From the data below, set down exactly the lines between the one holding "Task: mark one point on every instance of the electrical" and the one holding "coffee table leg", inclusive, and no others.

Dataset entries:
━━━━━━

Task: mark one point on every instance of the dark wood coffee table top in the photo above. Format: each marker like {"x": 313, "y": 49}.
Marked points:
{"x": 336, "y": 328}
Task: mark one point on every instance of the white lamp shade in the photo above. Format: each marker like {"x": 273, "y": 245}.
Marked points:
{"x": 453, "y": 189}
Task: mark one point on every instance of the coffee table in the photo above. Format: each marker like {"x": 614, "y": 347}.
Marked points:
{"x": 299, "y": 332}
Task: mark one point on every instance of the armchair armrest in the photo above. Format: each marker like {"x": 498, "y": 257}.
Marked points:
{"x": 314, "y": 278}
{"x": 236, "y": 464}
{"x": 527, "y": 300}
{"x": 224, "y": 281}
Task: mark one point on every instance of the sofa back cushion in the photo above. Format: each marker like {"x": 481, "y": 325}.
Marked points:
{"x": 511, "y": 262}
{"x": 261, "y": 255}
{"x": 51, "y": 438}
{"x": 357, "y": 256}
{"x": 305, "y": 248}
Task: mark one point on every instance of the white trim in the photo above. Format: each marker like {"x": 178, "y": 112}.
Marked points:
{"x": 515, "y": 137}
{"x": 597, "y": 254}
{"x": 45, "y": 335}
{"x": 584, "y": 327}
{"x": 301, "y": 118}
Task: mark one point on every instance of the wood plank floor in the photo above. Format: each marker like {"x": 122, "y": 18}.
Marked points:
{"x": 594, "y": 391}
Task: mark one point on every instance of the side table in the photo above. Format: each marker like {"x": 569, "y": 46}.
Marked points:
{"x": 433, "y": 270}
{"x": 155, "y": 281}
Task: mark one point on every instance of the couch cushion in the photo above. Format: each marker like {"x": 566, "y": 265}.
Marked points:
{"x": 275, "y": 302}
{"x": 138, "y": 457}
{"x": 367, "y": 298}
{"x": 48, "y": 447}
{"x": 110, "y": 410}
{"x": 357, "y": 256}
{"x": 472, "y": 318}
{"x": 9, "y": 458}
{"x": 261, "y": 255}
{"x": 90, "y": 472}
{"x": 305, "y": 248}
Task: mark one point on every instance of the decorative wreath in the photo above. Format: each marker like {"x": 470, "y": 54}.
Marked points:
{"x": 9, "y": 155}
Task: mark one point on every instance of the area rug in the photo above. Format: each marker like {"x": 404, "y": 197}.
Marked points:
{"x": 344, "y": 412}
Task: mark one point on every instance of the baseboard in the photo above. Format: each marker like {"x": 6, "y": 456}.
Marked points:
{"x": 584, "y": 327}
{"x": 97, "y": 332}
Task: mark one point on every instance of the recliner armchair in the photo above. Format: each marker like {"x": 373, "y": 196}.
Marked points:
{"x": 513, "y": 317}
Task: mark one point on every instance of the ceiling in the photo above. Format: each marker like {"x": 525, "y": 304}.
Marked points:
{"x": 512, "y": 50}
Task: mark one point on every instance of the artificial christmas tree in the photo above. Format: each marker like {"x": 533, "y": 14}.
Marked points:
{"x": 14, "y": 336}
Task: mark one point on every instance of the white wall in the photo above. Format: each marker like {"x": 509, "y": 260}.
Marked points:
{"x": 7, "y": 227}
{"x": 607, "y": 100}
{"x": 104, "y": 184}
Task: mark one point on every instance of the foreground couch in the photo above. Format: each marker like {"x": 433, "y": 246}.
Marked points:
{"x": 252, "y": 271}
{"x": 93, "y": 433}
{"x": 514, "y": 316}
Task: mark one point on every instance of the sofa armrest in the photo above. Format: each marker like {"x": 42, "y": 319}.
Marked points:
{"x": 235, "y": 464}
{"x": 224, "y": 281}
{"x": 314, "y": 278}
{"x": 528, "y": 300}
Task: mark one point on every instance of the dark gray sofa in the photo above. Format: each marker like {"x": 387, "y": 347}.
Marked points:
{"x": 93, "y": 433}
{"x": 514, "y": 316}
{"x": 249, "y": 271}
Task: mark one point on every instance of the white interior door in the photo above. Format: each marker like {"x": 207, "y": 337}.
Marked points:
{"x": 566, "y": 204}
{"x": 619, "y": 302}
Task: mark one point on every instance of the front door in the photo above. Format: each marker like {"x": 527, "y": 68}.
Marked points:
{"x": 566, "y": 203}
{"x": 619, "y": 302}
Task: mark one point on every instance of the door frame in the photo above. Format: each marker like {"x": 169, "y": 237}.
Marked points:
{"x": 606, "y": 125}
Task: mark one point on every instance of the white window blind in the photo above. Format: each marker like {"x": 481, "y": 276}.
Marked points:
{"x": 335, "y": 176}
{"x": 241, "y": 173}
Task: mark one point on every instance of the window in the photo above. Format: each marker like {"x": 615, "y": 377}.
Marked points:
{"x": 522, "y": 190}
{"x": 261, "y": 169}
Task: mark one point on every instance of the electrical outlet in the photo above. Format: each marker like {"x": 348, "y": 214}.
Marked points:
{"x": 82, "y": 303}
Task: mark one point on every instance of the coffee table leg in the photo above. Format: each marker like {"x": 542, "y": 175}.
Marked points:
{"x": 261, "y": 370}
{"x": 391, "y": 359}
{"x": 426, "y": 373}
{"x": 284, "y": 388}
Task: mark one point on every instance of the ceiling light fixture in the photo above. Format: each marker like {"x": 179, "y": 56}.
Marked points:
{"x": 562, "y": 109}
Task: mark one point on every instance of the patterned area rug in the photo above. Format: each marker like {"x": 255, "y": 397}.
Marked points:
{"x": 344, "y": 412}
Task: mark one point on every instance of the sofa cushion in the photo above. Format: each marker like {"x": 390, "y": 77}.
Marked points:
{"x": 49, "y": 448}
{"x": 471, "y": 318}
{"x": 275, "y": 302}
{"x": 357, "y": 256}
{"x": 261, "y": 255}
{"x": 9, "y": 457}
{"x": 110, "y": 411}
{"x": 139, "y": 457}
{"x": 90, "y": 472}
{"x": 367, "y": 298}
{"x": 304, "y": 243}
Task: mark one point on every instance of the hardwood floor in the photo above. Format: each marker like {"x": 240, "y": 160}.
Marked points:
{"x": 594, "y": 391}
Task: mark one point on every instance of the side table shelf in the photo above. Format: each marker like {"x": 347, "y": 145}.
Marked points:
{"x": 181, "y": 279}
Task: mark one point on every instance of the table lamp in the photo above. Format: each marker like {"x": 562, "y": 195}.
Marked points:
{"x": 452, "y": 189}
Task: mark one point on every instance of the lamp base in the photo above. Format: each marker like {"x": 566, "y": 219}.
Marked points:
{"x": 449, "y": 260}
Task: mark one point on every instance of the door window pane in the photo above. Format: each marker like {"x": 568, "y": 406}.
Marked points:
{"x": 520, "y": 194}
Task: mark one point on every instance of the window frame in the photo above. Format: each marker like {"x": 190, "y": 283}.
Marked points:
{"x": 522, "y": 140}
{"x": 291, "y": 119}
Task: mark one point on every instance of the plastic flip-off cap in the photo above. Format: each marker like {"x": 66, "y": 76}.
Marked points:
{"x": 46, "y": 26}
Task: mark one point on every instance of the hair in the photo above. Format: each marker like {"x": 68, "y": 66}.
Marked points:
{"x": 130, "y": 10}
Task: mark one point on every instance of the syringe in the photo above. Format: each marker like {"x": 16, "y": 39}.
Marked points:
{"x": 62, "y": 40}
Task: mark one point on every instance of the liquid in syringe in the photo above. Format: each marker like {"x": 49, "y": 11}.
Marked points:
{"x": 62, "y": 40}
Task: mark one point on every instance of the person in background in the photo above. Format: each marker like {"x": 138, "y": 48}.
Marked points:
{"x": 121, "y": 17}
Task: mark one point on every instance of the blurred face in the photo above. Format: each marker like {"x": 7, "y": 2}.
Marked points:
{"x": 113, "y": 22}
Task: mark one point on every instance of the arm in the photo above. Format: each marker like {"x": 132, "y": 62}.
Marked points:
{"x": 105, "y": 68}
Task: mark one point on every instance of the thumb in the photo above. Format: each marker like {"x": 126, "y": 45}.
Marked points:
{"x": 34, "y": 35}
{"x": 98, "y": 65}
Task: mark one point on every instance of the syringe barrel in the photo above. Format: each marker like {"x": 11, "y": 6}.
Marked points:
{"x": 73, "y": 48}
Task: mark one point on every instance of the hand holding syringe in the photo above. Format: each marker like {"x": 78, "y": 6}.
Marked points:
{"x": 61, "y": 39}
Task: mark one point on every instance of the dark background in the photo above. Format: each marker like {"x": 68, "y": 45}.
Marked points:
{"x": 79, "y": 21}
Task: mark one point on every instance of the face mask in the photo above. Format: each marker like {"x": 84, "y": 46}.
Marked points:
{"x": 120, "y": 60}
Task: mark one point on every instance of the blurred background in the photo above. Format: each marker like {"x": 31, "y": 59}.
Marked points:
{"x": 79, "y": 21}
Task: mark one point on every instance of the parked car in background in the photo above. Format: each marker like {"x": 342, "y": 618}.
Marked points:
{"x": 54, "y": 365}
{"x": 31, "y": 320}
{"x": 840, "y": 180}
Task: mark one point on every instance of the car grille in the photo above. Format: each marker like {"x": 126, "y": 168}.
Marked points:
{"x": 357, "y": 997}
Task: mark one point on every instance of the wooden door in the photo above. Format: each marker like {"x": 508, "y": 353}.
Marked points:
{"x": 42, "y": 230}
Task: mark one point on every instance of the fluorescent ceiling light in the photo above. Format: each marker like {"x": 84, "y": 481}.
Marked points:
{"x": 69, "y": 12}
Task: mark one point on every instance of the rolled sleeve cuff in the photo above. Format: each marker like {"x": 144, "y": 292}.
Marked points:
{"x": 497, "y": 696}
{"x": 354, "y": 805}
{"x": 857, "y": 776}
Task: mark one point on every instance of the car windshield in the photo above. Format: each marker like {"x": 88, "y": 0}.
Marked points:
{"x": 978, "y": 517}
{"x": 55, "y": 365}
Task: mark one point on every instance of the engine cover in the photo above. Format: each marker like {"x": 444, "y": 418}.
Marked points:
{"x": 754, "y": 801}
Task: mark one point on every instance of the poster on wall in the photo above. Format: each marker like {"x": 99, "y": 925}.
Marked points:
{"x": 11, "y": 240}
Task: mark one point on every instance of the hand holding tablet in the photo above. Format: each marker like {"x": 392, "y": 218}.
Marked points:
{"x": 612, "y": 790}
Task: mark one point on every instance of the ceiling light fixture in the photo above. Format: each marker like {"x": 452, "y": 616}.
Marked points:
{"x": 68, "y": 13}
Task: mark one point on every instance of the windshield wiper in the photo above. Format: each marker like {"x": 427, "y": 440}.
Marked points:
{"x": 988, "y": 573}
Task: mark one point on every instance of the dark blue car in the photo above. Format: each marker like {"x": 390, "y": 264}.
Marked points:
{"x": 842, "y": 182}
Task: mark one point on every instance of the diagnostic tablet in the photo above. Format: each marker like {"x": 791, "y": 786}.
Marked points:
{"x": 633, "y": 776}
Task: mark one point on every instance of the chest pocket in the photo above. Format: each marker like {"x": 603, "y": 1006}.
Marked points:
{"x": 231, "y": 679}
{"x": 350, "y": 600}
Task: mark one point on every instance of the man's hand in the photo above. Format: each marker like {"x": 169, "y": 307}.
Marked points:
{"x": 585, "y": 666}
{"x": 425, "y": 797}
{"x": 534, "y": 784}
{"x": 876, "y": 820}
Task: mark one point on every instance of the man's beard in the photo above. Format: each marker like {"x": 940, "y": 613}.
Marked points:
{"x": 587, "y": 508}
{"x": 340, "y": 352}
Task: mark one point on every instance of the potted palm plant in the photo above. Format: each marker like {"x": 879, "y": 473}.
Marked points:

━━━━━━

Result of this exercise:
Task: mark one point on every instance of the electrical outlet in the photo above. Format: each marker like {"x": 348, "y": 214}.
Marked points:
{"x": 82, "y": 303}
Task: mark one point on every instance of the coffee table leg in the photo above. Format: each marker like {"x": 542, "y": 175}.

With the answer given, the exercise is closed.